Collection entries

>> start

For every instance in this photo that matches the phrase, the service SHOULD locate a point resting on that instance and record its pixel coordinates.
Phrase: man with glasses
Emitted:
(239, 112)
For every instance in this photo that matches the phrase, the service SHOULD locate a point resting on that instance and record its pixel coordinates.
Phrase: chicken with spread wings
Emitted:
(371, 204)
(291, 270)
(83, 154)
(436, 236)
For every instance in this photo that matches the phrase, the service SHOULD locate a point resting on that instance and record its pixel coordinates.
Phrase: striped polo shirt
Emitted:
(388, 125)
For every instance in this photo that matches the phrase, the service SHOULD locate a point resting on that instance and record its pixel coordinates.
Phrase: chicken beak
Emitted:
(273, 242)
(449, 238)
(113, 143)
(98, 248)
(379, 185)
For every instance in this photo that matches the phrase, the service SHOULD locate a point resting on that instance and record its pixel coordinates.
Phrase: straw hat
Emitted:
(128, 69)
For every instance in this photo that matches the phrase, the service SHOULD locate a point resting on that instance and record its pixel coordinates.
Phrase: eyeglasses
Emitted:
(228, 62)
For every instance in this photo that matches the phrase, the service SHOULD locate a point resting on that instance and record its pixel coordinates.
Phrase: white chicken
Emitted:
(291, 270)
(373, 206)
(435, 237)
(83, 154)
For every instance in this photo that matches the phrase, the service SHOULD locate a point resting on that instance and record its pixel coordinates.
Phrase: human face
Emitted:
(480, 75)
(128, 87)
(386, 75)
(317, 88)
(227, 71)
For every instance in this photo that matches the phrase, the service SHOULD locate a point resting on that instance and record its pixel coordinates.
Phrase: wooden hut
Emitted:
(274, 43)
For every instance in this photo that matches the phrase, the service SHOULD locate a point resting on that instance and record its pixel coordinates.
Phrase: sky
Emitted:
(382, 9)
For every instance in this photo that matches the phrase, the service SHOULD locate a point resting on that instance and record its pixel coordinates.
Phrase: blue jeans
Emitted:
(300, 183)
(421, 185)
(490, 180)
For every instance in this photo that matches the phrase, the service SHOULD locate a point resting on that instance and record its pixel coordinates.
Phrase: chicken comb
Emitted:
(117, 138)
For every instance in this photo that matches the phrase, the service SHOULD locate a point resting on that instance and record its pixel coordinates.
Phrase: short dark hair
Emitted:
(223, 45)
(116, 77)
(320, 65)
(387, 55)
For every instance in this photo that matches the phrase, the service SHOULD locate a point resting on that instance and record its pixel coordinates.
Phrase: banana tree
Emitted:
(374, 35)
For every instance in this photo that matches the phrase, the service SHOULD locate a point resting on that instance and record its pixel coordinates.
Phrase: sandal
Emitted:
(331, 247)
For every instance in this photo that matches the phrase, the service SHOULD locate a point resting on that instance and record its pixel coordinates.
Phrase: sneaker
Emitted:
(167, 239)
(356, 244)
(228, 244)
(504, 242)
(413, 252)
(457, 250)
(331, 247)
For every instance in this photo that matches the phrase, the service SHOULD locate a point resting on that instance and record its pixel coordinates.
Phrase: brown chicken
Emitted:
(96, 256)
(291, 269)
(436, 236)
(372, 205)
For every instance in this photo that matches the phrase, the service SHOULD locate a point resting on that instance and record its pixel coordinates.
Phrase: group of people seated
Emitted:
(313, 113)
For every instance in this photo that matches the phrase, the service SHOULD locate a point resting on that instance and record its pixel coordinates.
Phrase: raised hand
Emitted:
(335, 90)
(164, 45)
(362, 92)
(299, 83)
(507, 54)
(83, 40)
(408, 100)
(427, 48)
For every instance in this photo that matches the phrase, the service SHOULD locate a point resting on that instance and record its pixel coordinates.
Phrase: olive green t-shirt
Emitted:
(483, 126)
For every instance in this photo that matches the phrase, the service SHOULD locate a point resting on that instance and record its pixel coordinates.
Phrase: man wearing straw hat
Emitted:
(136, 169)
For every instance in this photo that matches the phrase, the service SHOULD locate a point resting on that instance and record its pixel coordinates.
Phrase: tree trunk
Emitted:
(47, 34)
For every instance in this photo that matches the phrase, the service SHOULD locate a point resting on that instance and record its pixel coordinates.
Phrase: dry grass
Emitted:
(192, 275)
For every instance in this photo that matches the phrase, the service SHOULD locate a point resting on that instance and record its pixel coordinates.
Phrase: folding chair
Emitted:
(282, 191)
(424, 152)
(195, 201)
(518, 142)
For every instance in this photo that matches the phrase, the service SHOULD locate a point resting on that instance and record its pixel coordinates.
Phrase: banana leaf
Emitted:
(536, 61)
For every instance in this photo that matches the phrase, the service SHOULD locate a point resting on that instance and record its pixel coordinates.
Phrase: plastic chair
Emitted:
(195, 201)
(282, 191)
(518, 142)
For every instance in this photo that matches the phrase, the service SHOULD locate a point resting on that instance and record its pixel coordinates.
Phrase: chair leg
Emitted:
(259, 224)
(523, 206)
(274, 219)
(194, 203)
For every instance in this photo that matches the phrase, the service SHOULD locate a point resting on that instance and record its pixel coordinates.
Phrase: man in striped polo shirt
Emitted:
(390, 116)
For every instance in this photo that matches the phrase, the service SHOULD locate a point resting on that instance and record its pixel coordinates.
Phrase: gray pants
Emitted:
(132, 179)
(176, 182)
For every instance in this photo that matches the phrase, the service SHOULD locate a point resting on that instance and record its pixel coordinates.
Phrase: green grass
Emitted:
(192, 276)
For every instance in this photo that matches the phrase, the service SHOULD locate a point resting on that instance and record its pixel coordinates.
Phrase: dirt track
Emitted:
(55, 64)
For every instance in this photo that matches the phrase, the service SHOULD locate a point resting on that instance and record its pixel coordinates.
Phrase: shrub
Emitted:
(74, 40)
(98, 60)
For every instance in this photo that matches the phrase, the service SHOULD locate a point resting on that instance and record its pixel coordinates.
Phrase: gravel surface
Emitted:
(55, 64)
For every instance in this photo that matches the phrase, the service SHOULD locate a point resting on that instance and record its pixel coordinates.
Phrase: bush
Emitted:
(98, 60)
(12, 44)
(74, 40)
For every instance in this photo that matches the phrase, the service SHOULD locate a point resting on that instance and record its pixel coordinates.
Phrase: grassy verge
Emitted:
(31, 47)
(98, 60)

>> end

▶ _THE PROBLEM_
Transcribe the entire listing above precisely.

▶ _EXPECTED ANSWER_
For every instance in this photo that matches the phrase, the service SHOULD locate a point resting on that instance and record its pixel coordinates.
Phrase: man with glasses
Emitted:
(239, 112)
For every instance in this photo that matches the phrase, the service SHOULD locate a point resting on that instance and record its pixel coordinates.
Phrase: chicken with spread wings
Emitted:
(371, 204)
(291, 270)
(83, 154)
(436, 236)
For every instance in this photo that matches the phrase, the service SHOULD locate a point resting on that instance and record its pixel coordinates.
Phrase: striped polo shirt
Emitted:
(388, 125)
For every instance in this photo that matches the phrase, the service SHOULD locate a point resting on that instance and record its pixel coordinates.
Phrase: chicken beak
Emitted:
(273, 242)
(449, 238)
(113, 143)
(98, 248)
(379, 185)
For every instance in this photo that matches the phrase, the service SHOULD locate a point resting on that instance and record its pixel coordinates.
Phrase: straw hat
Emitted:
(128, 69)
For every instance in this photo that matches the phrase, the service SHOULD locate a point resting on that instance and record its pixel coordinates.
Phrase: eyeglasses
Emitted:
(228, 62)
For every instance in this photo that matches the phrase, the service SHOULD locate a point resting on that instance and record its pixel coordinates.
Phrase: white chicken
Emitted:
(291, 270)
(373, 206)
(435, 237)
(83, 154)
For every instance in this photo that matches the phrase, the service SHOULD locate a point resting on that instance and record its pixel coordinates.
Phrase: human face
Emitted:
(480, 75)
(128, 87)
(386, 75)
(317, 88)
(227, 71)
For every instance in this photo that matches the phrase, the service SHOULD locate a point resting on that instance and record its pixel coordinates.
Phrase: wooden hut
Emitted:
(274, 43)
For every instance in this photo that matches the phrase, the service SHOULD locate a point resting on that instance and record its pixel coordinates.
Phrase: sky
Emitted:
(382, 9)
For every instance in this photo that matches the phrase, the service SHOULD locate a point resting on that instance and record its pixel coordinates.
Phrase: blue jeans
Emitted:
(300, 183)
(421, 185)
(490, 180)
For every instance in this photo that matches the phrase, the service SHOULD locate a point resting on that instance and record its pixel coordinates.
Phrase: chicken comb
Emitted:
(117, 138)
For every instance in this photo that matches the phrase, the service SHOULD locate a point resting on that instance and record its pixel coordinates.
Phrase: short dark hair
Emitted:
(223, 45)
(116, 77)
(320, 65)
(387, 55)
For every instance in this photo that matches the phrase, the service SHOULD locate a point resting on that instance and record its pixel coordinates.
Phrase: banana tree
Emitted:
(374, 35)
For every instance in this photo that matches the phrase, the service SHOULD locate a point resting on that instance and record its pixel coordinates.
Phrase: sandal
Emitted:
(331, 247)
For every instance in this photo that matches the phrase, the service SHOULD locate a point resting on that instance and record its pixel coordinates.
Phrase: sneaker
Emitted:
(167, 239)
(356, 244)
(228, 244)
(504, 242)
(413, 252)
(457, 250)
(331, 247)
For every instance in this photo that matches the phrase, the service SHOULD locate a point resting on that instance and record its pixel coordinates.
Phrase: brown chicken
Emitted:
(96, 256)
(291, 269)
(436, 236)
(372, 205)
For every instance in this photo that matches the phrase, the service SHOULD locate a point resting on that instance and record its pixel coordinates.
Phrase: group of people seated
Emitted:
(313, 113)
For every instance in this photo that matches the phrase, the service SHOULD locate a point resting on that instance and record its pixel coordinates.
Phrase: raised hand
Emitted:
(335, 90)
(164, 45)
(362, 92)
(299, 83)
(507, 54)
(83, 40)
(408, 100)
(427, 48)
For every instance in this photo that matches the phrase, the service SHOULD locate a point resting on that instance and record its pixel coordinates.
Phrase: olive green t-shirt
Emitted:
(483, 126)
For every instance in this photo that matches the phrase, the service SHOULD locate a point resting on that instance and record its pixel coordinates.
Phrase: man wearing straw hat
Emitted:
(136, 169)
For every instance in this photo that matches the phrase, the service SHOULD locate a point resting on that instance and record its pixel coordinates.
Phrase: tree trunk
Emitted:
(47, 34)
For every instance in this photo that matches the phrase, the service SHOULD locate a point resting on that instance and record its pixel coordinates.
Phrase: dry grass
Emitted:
(192, 275)
For every instance in this photo that matches the phrase, the service SHOULD locate a point resting on that instance and record its pixel coordinates.
Phrase: folding chair
Emitted:
(282, 191)
(424, 152)
(195, 201)
(518, 142)
For every instance in this photo that matches the phrase, the service SHOULD locate a point resting on that instance and record its pixel coordinates.
Phrase: banana leaf
Emitted:
(536, 61)
For every instance in this photo that matches the phrase, the service SHOULD locate a point resting on that instance and record its pixel coordinates.
Phrase: plastic chair
Emitted:
(195, 201)
(282, 191)
(518, 142)
For every instance in this photo that matches the phrase, the service SHOULD locate a point resting on that instance and record its pixel coordinates.
Phrase: chair leg
Emitted:
(259, 224)
(523, 206)
(274, 219)
(194, 203)
For every instance in this photo that matches the phrase, the service SHOULD locate a point resting on that instance and record its pixel coordinates.
Phrase: man in striped polo shirt
Emitted:
(390, 116)
For every instance in this photo that matches the phrase, the service SHOULD locate a point resting on that instance and record its pixel coordinates.
Phrase: gray pants
Emitted:
(132, 179)
(176, 182)
For every instance in this photo that matches the phrase, the service SHOULD locate a point resting on that instance and record its pixel coordinates.
Phrase: green grass
Emitted:
(192, 276)
For every instance in this photo that matches the phrase, the service SHOULD locate a point resting on that instance and record its pixel coordinates.
Phrase: dirt track
Emitted:
(55, 64)
For every instance in this photo that matches the phrase, the service SHOULD locate a point resting on that instance and record its pixel coordinates.
Phrase: shrub
Emitted:
(74, 40)
(98, 60)
For every instance in this photo that matches the phrase, the service SHOULD locate a point resting on that instance and record its pixel coordinates.
Phrase: gravel surface
Emitted:
(55, 64)
For every instance in this photo that matches the phrase, the service SHOULD locate a point resting on that instance and record its pixel coordinates.
Phrase: bush
Emitted:
(98, 60)
(12, 44)
(74, 40)
For every instance in this photo that matches the phrase, the service SHOULD locate a point resting on that instance and record its pixel coordinates.
Phrase: grassy verge
Emitted:
(31, 47)
(98, 60)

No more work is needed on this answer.